Object location annotation data
::::

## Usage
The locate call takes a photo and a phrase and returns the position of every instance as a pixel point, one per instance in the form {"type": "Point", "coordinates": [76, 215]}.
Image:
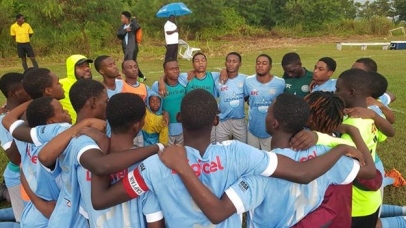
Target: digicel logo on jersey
{"type": "Point", "coordinates": [206, 167]}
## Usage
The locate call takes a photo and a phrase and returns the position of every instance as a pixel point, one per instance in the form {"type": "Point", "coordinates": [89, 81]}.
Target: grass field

::::

Pull out every line of the records that contains the word "position", matching case exactly.

The locate call takes a photo and a phrase and returns the position of every instance as a pixel point, one per instance in the form {"type": "Point", "coordinates": [76, 215]}.
The locate call takes a photo and a phrase and returns the position of every instance as a pixel point, one per instance in the form {"type": "Point", "coordinates": [89, 81]}.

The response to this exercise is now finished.